- The exercise
List every line of the material that contains the word "white", matching case exactly.

- Listed entries
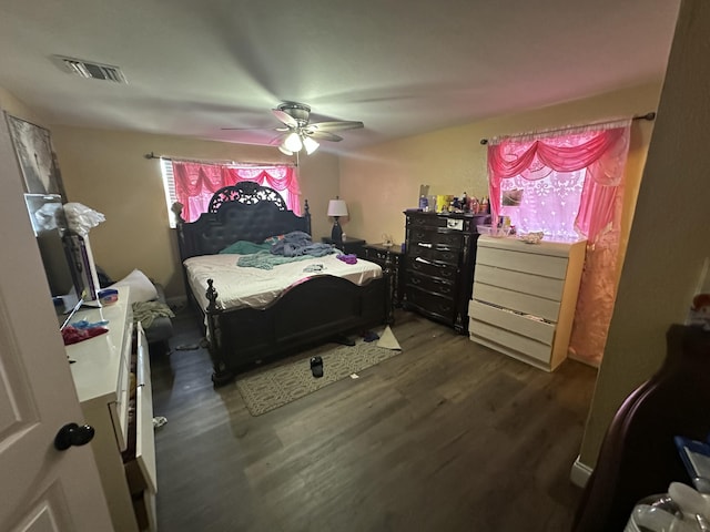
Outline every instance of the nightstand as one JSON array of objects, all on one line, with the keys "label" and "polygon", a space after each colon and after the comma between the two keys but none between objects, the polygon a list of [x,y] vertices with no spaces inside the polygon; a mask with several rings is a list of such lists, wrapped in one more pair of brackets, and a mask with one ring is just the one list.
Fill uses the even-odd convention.
[{"label": "nightstand", "polygon": [[[322,238],[324,244],[335,244],[333,238],[329,236],[324,236]],[[357,255],[358,257],[363,256],[363,246],[365,245],[365,241],[362,238],[353,238],[352,236],[346,236],[343,238],[343,249],[342,252],[347,255]]]},{"label": "nightstand", "polygon": [[387,253],[392,260],[392,299],[395,307],[402,306],[402,297],[404,295],[404,253],[402,253],[402,246],[386,247],[384,244],[366,244],[364,246],[365,260],[378,264],[383,268],[385,267],[385,260],[387,259]]}]

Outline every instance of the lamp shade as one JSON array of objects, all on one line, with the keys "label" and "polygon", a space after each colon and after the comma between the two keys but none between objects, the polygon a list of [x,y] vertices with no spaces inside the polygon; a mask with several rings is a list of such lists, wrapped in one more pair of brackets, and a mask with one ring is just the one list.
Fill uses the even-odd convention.
[{"label": "lamp shade", "polygon": [[306,153],[308,155],[311,155],[313,152],[315,152],[318,146],[321,144],[318,144],[317,142],[315,142],[313,139],[311,139],[310,136],[304,136],[303,137],[303,147],[306,149]]},{"label": "lamp shade", "polygon": [[347,205],[343,200],[328,202],[328,216],[347,216]]},{"label": "lamp shade", "polygon": [[290,152],[300,152],[303,147],[303,142],[295,131],[290,133],[284,140],[283,146]]}]

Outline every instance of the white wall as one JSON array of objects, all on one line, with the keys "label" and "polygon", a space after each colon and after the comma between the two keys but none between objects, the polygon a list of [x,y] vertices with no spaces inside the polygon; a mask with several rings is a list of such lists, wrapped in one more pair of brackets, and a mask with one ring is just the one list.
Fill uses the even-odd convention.
[{"label": "white wall", "polygon": [[684,0],[582,442],[587,466],[623,399],[660,367],[666,331],[684,321],[710,257],[708,35],[710,2]]}]

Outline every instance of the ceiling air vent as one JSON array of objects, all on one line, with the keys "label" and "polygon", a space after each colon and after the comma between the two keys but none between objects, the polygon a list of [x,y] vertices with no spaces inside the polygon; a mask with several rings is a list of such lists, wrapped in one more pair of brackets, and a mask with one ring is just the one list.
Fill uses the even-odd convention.
[{"label": "ceiling air vent", "polygon": [[114,83],[128,83],[125,75],[118,66],[93,63],[83,59],[64,58],[55,55],[54,59],[61,68],[70,74],[92,80],[113,81]]}]

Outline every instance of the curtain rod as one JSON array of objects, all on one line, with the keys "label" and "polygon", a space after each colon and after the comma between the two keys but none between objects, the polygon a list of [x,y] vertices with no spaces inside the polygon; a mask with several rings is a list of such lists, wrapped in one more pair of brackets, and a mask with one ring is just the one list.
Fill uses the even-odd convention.
[{"label": "curtain rod", "polygon": [[153,152],[146,153],[143,155],[145,158],[164,158],[165,161],[179,161],[184,163],[204,163],[204,164],[244,164],[248,166],[298,166],[296,163],[285,163],[283,161],[272,162],[272,161],[234,161],[234,160],[216,160],[216,158],[185,158],[185,157],[173,157],[170,155],[155,155]]},{"label": "curtain rod", "polygon": [[[650,120],[653,120],[653,119],[656,119],[656,112],[655,111],[651,111],[651,112],[646,113],[646,114],[639,114],[639,115],[636,115],[636,116],[631,116],[631,120],[649,120],[650,121]],[[595,123],[586,124],[586,125],[570,125],[570,126],[567,126],[567,127],[559,127],[559,129],[548,130],[545,133],[555,133],[556,131],[576,130],[577,127],[592,127],[595,125],[606,124],[607,122],[609,122],[609,121],[595,122]],[[613,121],[611,121],[611,122],[613,122]],[[488,139],[481,139],[480,143],[483,145],[488,144]]]}]

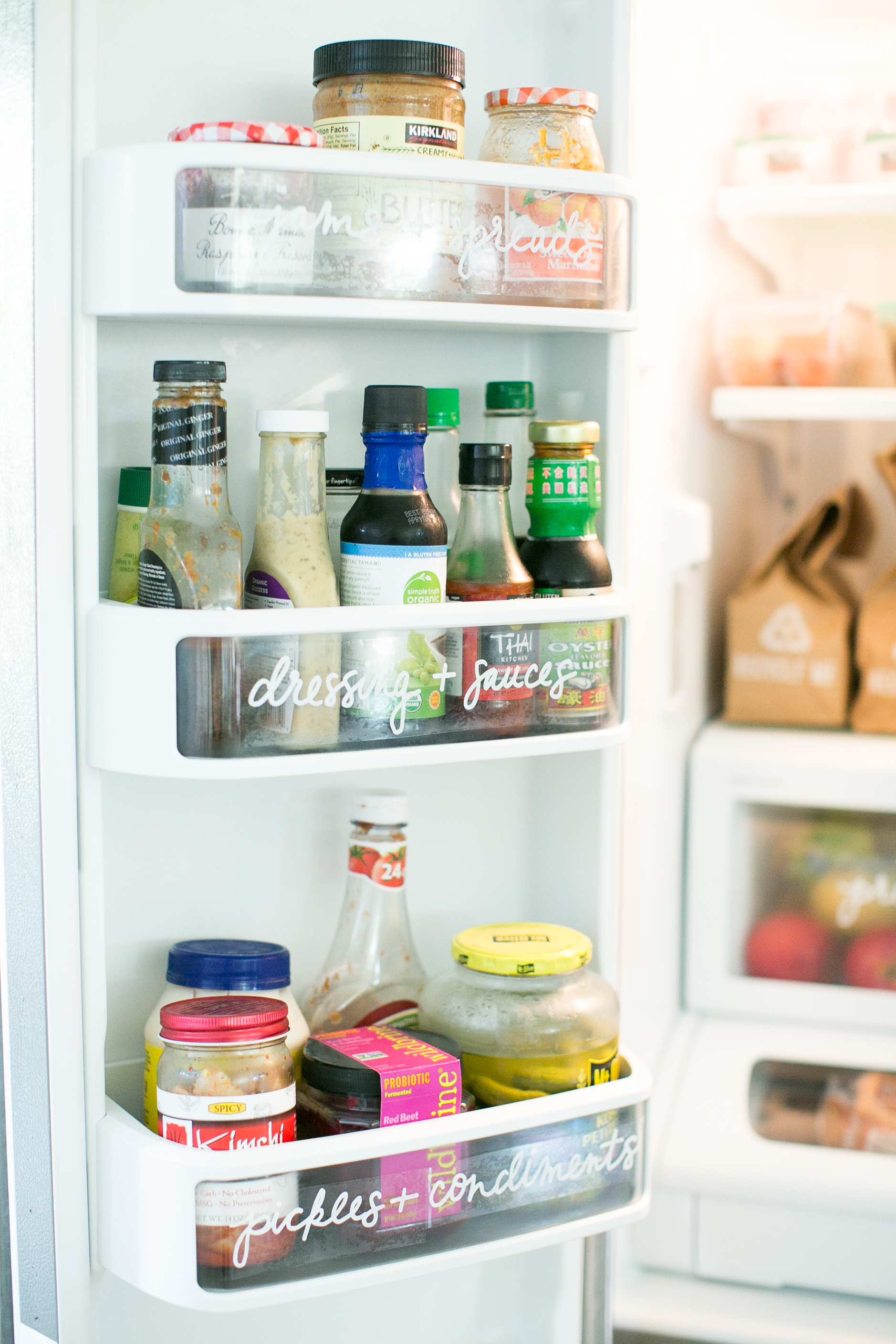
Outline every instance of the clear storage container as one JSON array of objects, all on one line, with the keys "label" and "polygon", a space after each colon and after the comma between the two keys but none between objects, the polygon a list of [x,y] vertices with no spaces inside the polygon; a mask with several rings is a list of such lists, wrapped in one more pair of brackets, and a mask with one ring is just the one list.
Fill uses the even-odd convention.
[{"label": "clear storage container", "polygon": [[420,995],[420,1027],[461,1046],[482,1106],[619,1077],[619,1000],[587,969],[591,941],[547,923],[484,925],[451,942],[455,966]]},{"label": "clear storage container", "polygon": [[723,304],[715,352],[737,387],[892,387],[884,328],[845,294],[756,294]]}]

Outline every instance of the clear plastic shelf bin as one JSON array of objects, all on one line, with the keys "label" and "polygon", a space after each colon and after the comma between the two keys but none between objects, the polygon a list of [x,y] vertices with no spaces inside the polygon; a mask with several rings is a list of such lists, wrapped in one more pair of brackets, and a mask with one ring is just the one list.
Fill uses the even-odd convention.
[{"label": "clear plastic shelf bin", "polygon": [[634,192],[610,173],[196,142],[97,151],[85,173],[85,308],[101,316],[337,298],[631,325]]},{"label": "clear plastic shelf bin", "polygon": [[396,749],[607,746],[625,731],[626,626],[622,593],[286,613],[103,602],[89,618],[89,757],[231,775],[340,769],[356,753],[377,765]]},{"label": "clear plastic shelf bin", "polygon": [[647,1206],[650,1078],[443,1120],[212,1152],[114,1103],[99,1125],[99,1259],[200,1310],[263,1305],[607,1231]]}]

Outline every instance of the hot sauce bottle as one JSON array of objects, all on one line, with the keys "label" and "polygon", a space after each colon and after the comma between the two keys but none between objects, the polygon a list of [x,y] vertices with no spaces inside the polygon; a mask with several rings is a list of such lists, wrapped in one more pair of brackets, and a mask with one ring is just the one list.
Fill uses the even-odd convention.
[{"label": "hot sauce bottle", "polygon": [[[461,444],[461,512],[449,555],[449,602],[532,597],[532,577],[513,540],[510,445]],[[536,633],[531,626],[447,632],[449,712],[490,734],[524,732],[532,719]],[[529,673],[527,685],[527,673]]]}]

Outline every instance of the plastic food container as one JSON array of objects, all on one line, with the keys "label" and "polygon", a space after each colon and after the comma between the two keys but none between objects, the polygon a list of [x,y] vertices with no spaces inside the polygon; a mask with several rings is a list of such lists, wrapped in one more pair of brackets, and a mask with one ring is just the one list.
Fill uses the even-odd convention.
[{"label": "plastic food container", "polygon": [[223,995],[239,995],[243,999],[263,995],[266,999],[277,999],[289,1015],[286,1047],[298,1077],[308,1024],[289,988],[287,948],[278,942],[254,942],[249,938],[191,938],[176,942],[168,952],[165,981],[165,989],[144,1028],[144,1118],[153,1134],[159,1133],[156,1070],[165,1046],[160,1013],[167,1004]]},{"label": "plastic food container", "polygon": [[[485,110],[489,126],[481,160],[603,171],[594,133],[596,94],[584,89],[494,89],[485,95]],[[602,302],[606,220],[599,196],[543,187],[506,194],[486,190],[477,204],[481,224],[490,224],[489,216],[501,207],[506,247],[493,276],[497,293],[520,301]],[[477,277],[478,288],[485,278]]]},{"label": "plastic food container", "polygon": [[[200,121],[169,140],[320,149],[309,126]],[[184,168],[176,187],[179,289],[296,294],[314,280],[314,175],[286,169]]]},{"label": "plastic food container", "polygon": [[[443,1050],[454,1059],[461,1050],[450,1036],[434,1031],[407,1031],[407,1036]],[[317,1138],[322,1134],[351,1134],[359,1129],[379,1129],[380,1075],[372,1068],[352,1066],[326,1042],[312,1036],[302,1056],[302,1074],[296,1097],[297,1138]],[[473,1110],[476,1101],[463,1093],[461,1110]]]},{"label": "plastic food container", "polygon": [[[206,1152],[267,1148],[296,1138],[296,1073],[286,1048],[286,1004],[263,997],[185,999],[161,1009],[159,1133]],[[275,1165],[275,1163],[274,1163]],[[298,1203],[296,1172],[262,1180],[204,1181],[196,1193],[200,1265],[263,1265],[296,1241],[283,1226]],[[279,1234],[244,1235],[274,1216]]]},{"label": "plastic food container", "polygon": [[887,332],[845,294],[758,294],[716,312],[723,382],[739,387],[892,387]]},{"label": "plastic food container", "polygon": [[591,939],[547,923],[484,925],[420,995],[420,1025],[459,1042],[463,1086],[500,1106],[619,1077],[619,1000],[587,969]]}]

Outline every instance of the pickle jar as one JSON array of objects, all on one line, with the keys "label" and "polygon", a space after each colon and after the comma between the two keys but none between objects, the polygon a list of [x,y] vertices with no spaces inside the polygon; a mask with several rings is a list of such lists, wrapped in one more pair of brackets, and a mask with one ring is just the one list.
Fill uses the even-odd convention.
[{"label": "pickle jar", "polygon": [[588,970],[591,939],[549,923],[466,929],[454,968],[420,995],[420,1027],[461,1046],[463,1087],[481,1106],[619,1077],[619,1000]]},{"label": "pickle jar", "polygon": [[[286,1048],[289,1005],[227,995],[160,1009],[159,1134],[207,1153],[279,1148],[296,1138],[296,1071]],[[282,1259],[296,1241],[296,1172],[196,1187],[196,1261],[230,1271]],[[244,1216],[242,1216],[244,1215]],[[214,1281],[212,1281],[214,1282]]]},{"label": "pickle jar", "polygon": [[[485,163],[603,172],[592,120],[596,94],[584,89],[493,89],[485,95],[485,110],[489,125],[480,149]],[[488,215],[504,207],[505,250],[496,297],[502,302],[603,306],[604,202],[592,190],[600,188],[527,187],[525,176],[504,202],[494,190],[481,190],[477,219],[484,211]]]}]

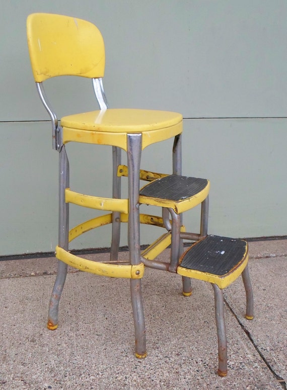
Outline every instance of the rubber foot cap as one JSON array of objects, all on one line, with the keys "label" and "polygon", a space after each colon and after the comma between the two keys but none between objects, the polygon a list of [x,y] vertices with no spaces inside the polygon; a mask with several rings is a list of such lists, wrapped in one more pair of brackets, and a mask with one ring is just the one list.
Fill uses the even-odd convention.
[{"label": "rubber foot cap", "polygon": [[56,325],[53,325],[50,322],[48,322],[48,324],[47,324],[47,328],[50,330],[55,330],[55,329],[56,329],[57,327],[58,324]]},{"label": "rubber foot cap", "polygon": [[135,357],[137,357],[138,359],[144,359],[145,357],[147,357],[148,356],[148,353],[146,352],[146,353],[143,353],[141,355],[139,355],[138,353],[135,353]]}]

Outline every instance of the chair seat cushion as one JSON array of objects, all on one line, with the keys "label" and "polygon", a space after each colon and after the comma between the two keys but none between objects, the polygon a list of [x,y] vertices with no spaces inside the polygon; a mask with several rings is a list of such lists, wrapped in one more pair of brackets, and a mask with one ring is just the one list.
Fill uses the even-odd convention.
[{"label": "chair seat cushion", "polygon": [[90,131],[140,133],[170,127],[182,122],[181,114],[170,111],[108,109],[63,117],[61,126]]},{"label": "chair seat cushion", "polygon": [[224,288],[242,273],[248,260],[246,241],[210,235],[193,244],[183,253],[177,272]]},{"label": "chair seat cushion", "polygon": [[143,187],[139,191],[139,202],[183,213],[204,201],[209,189],[207,179],[169,175]]}]

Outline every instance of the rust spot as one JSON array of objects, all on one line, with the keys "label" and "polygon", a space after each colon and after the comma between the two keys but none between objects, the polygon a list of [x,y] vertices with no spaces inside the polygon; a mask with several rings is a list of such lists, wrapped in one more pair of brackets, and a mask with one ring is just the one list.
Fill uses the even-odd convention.
[{"label": "rust spot", "polygon": [[47,324],[47,328],[49,329],[49,330],[55,330],[55,329],[56,329],[57,327],[57,324],[55,325],[52,322],[52,321],[48,321],[48,323]]},{"label": "rust spot", "polygon": [[227,375],[227,371],[221,371],[219,369],[217,372],[220,376],[226,376]]}]

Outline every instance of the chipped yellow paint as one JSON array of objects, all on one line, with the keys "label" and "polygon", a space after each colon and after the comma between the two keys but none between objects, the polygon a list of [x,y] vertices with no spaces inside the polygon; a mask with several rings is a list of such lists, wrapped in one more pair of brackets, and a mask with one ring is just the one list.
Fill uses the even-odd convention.
[{"label": "chipped yellow paint", "polygon": [[56,257],[81,271],[102,276],[141,279],[144,273],[145,267],[142,263],[136,265],[122,265],[92,261],[73,255],[59,246],[56,247]]},{"label": "chipped yellow paint", "polygon": [[194,279],[213,283],[222,289],[231,284],[242,273],[248,262],[248,249],[246,246],[246,251],[241,261],[230,272],[221,276],[195,269],[188,269],[180,265],[177,267],[177,272],[183,276],[192,277]]},{"label": "chipped yellow paint", "polygon": [[119,211],[121,213],[128,212],[127,199],[114,199],[109,198],[100,198],[85,195],[71,191],[69,188],[65,189],[65,200],[66,203],[73,203],[83,207],[96,209],[98,210]]},{"label": "chipped yellow paint", "polygon": [[27,20],[30,57],[35,80],[60,75],[102,77],[105,46],[93,24],[52,14],[32,14]]},{"label": "chipped yellow paint", "polygon": [[75,226],[75,228],[71,229],[69,232],[69,242],[89,230],[111,224],[112,223],[112,216],[111,214],[105,214],[89,220],[89,221],[86,221],[85,222]]},{"label": "chipped yellow paint", "polygon": [[[118,176],[124,176],[126,177],[128,176],[128,168],[126,165],[119,165],[117,173]],[[150,172],[144,169],[139,170],[139,178],[140,180],[145,180],[146,181],[153,181],[156,179],[160,179],[161,177],[165,177],[169,176],[167,173],[158,173],[156,172]]]},{"label": "chipped yellow paint", "polygon": [[[147,185],[148,185],[149,184]],[[209,180],[207,180],[206,186],[201,191],[196,193],[193,197],[188,198],[187,199],[176,201],[171,201],[169,199],[161,199],[160,198],[140,195],[139,203],[145,205],[173,209],[177,214],[179,214],[201,203],[208,194],[209,187],[210,182]]]},{"label": "chipped yellow paint", "polygon": [[[109,110],[107,110],[109,111]],[[125,110],[127,111],[127,110]],[[138,110],[138,111],[145,111],[148,110]],[[156,111],[152,112],[157,112]],[[168,114],[168,112],[164,112]],[[80,114],[78,114],[80,115]],[[127,149],[127,134],[129,132],[119,132],[115,125],[114,128],[111,128],[110,131],[101,131],[93,130],[94,124],[90,124],[90,128],[87,126],[87,129],[79,129],[78,126],[81,125],[80,119],[77,123],[74,123],[74,127],[67,126],[68,122],[66,121],[63,122],[63,119],[67,119],[68,117],[62,118],[61,125],[63,127],[63,142],[66,144],[68,142],[82,142],[87,144],[95,144],[98,145],[109,145],[112,146],[118,146],[125,151]],[[157,120],[155,118],[155,121]],[[167,140],[175,137],[180,134],[182,131],[182,122],[170,127],[163,127],[155,130],[142,131],[141,149],[144,149],[150,145],[159,142],[161,141]],[[130,133],[139,133],[140,129],[137,128],[135,125],[134,131],[129,132]]]}]

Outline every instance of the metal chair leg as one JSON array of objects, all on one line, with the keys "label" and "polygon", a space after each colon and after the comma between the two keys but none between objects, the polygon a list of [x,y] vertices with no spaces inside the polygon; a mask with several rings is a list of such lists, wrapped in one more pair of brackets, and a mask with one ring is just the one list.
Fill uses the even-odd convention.
[{"label": "metal chair leg", "polygon": [[201,236],[206,236],[207,234],[208,225],[208,207],[209,198],[207,196],[201,203],[201,213],[200,217]]},{"label": "metal chair leg", "polygon": [[[141,154],[141,135],[127,134],[127,166],[128,169],[128,241],[130,262],[140,263],[139,240],[139,166]],[[146,326],[140,279],[130,279],[130,294],[134,324],[135,356],[147,356]]]},{"label": "metal chair leg", "polygon": [[245,315],[245,318],[247,320],[253,320],[254,316],[253,291],[251,285],[251,281],[250,280],[250,277],[249,276],[248,264],[247,264],[244,268],[244,270],[241,274],[241,276],[242,276],[243,284],[244,284],[244,288],[245,288],[245,292],[246,294],[246,314]]},{"label": "metal chair leg", "polygon": [[224,317],[223,292],[219,287],[211,283],[214,292],[216,327],[218,342],[218,370],[220,376],[227,375],[227,340]]},{"label": "metal chair leg", "polygon": [[[66,250],[68,247],[69,205],[65,202],[65,189],[69,186],[69,162],[64,146],[59,159],[59,246]],[[47,327],[51,330],[58,326],[58,309],[67,274],[67,265],[59,260],[57,277],[49,306]]]}]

- Exercise solution
Outline every instance of the white wall as one JSON array of objects, all on one line, with the keys "label" and "polygon", a space after each colon and after the comma between the two keys but none between objects, the polygon a list of [x,y] vertices with no spaces inside the polygon; a mask with several rings is a list of such lists, wrapped in one more pair of brackets, and a mask with one ring is just the one list.
[{"label": "white wall", "polygon": [[684,0],[582,442],[587,466],[623,399],[660,367],[666,331],[684,321],[710,257],[708,35],[710,2]]}]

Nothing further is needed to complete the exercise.